▶ SET TASK
Output the records from the line with "I would be grateful if you could mark the brown" up to and including the line with "(1217, 159)", reproducing each line verbatim and nothing else.

▶ THE INPUT
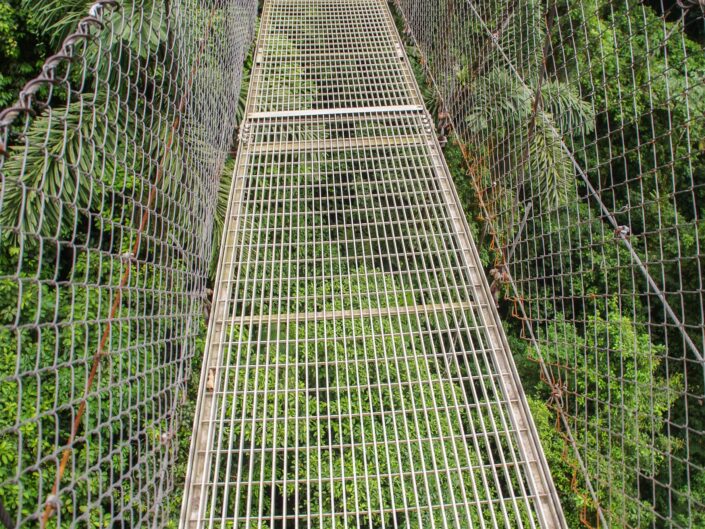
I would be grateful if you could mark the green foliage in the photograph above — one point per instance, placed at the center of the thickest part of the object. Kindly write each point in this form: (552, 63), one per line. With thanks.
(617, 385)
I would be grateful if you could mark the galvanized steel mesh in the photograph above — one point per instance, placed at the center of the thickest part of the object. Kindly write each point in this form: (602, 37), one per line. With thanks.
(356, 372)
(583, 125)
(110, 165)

...

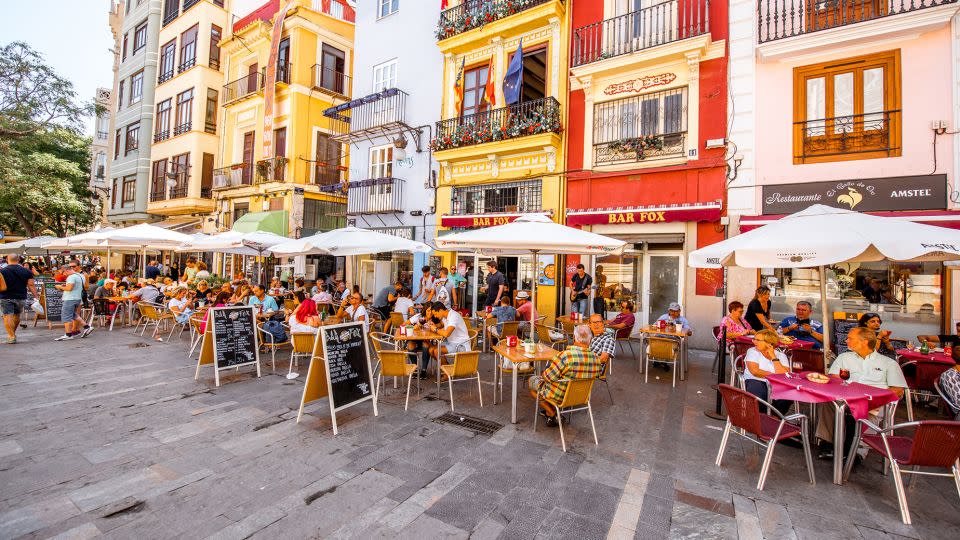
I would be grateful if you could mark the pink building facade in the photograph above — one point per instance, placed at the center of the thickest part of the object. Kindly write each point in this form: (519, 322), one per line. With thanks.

---

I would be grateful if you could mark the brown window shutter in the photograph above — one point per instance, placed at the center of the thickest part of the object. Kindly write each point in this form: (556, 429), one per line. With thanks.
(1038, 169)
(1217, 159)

▶ TASK ANSWER
I would be grateful if you could mark the brown window shutter in the photograph above — one point per instance, placed at the center of the thickest part of the object. Kindly write each point in this form: (556, 429), one per line. With thanks.
(1038, 169)
(1217, 159)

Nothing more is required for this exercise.